- **Trecho fornecido**
Está mais do que na hora de as
empresas de jornais impressos devolverem às redações o tempo, de cinco a seis
horas, na média, que o processo industrial roubou do ciclo de produção da
notícia. A devolução, difícil de ser empreendida, é essencial para que os
jornais recuperem os antigos níveis de qualidade e possam sobreviver ao ataque
impiedoso da web.
Ninguém observa, ao que parece, o
quanto faz falta o tempo roubado. Jornais que fechavam à meia-noite são
fechados hoje – e a toque de caixa – às 18 e 19 horas. Não há mais tempo – e
nem recursos humanos – para agregar inteligência e reflexão à produção da
notícia. Editores de todas as especialidades perderam suas equipes de apoio –
copidesques e redatores, chefias de reportagens –, de modo que não dispõem mais
de tempo para refletir sobre o que gostariam de publicar e nem sequer sobre
aquilo que publicam. O repórter vem da rua e escreve diretamente na “forma
digital” e o editor mal tem tempo de ler e corrigir aquilo que foi escrito.
Nada mais natural que os jornais tenham se tornado rápidos, superficiais,
burocráticos, redundantes – um em relação ao outro.
A escassez de tempo, por sua vez,
tem roubado a capacidade das redações funcionarem como escolas de jornalismo
que sempre foram. E isto é particularmente dramático: repórteres de trajetória
já longa ainda não sabem apurar, entrevistar, escrever e têm uma pálida noção
da hierarquia da informação, o que tem contribuído para que a qualidade dos
jornais se deteriore cada vez mais.
Matérias especiais
O que fazer, então? Tornar tudo ainda
mais simples e ainda mais superficial cedendo à tendência murdochiana de
introduzir entretenimento nas mídias impressas ou acreditar nas qualidades
intrínsecas do papel – portabilidade, credibilidade entre várias outras – e
reagir e entregar ao público produtos de alta qualidade informativa? Já escrevi
em artigo anterior que o papel não será vencido por obsoletismo, mas apenas por
impropriedade de uso. O jeito, portanto, é mandar Rupert Murdoch às favas e
acreditar que o papel é insubstituível na missão de prover conteúdos de
qualidade e profundidade ao grande público.

- **Seção de dados**
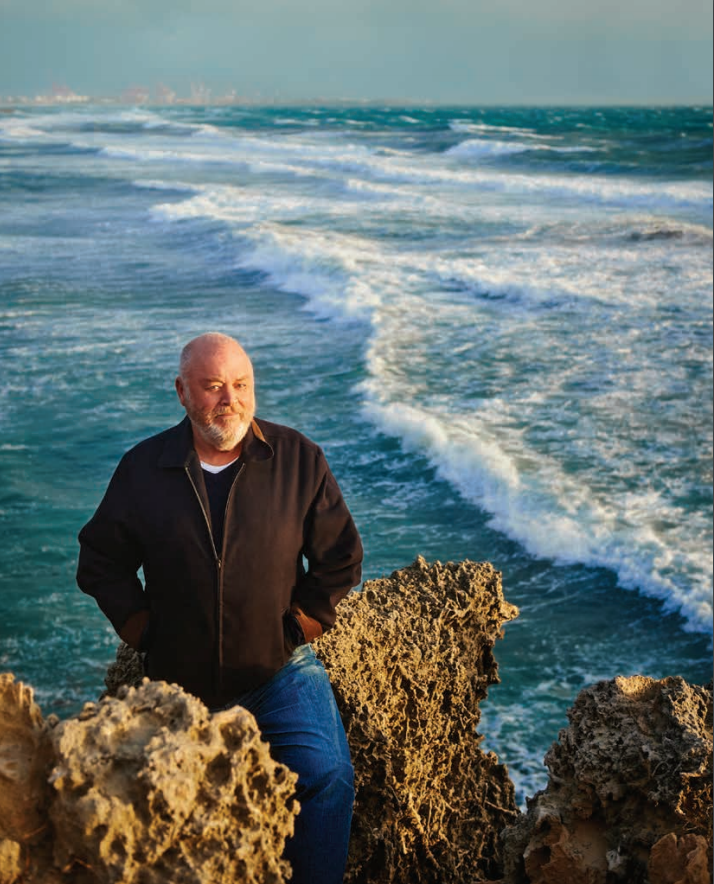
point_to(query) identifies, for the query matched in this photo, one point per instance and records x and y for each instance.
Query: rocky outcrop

- **Lista de tarefas**
1) Responda às perguntas abaixo com base no texto sobre os jornais impressos.
(a) Quanto tempo, em média, o processo industrial roubou do ciclo de produção da notícia?
(b) A que horas são fechados hoje os jornais que antes fechavam à meia-noite?
(c) Segundo o texto, de que forma o papel poderá ser vencido?
2) Dê continuidade ao texto sobre os jornais impressos, começando logo após a última frase apresentada.

- **Resultados do exercício**
1)
(a) De cinco a seis horas.
(b) Às 18 e 19 horas.
(c) Apenas por impropriedade de uso.

2)
São poucos os caminhos destinados
a alongar o ciclo de produção da notícia em redações comprimidas e engessadas
pela obrigação de entregar os jornais nas bancas e aos assinantes na madrugada
do dia seguinte. Um deles, presumo (é o que eu faria se responsável fosse por
uma redação hoje em dia, apesar de não ter mais essa pretensão), é o da divisão
das redações em duas equipes – a primeira delas estaria voltada para preparar o
jornal do dia seguinte; e a segunda seria incumbida de preparar os jornais dos
dias seguintes. Esta segunda equipe não trabalharia sob pressão de tempo ou de
fechamento e teria liberdade para queimar até uma semana, se for o caso, na
preparação de uma reportagem ou de um assunto não perecível.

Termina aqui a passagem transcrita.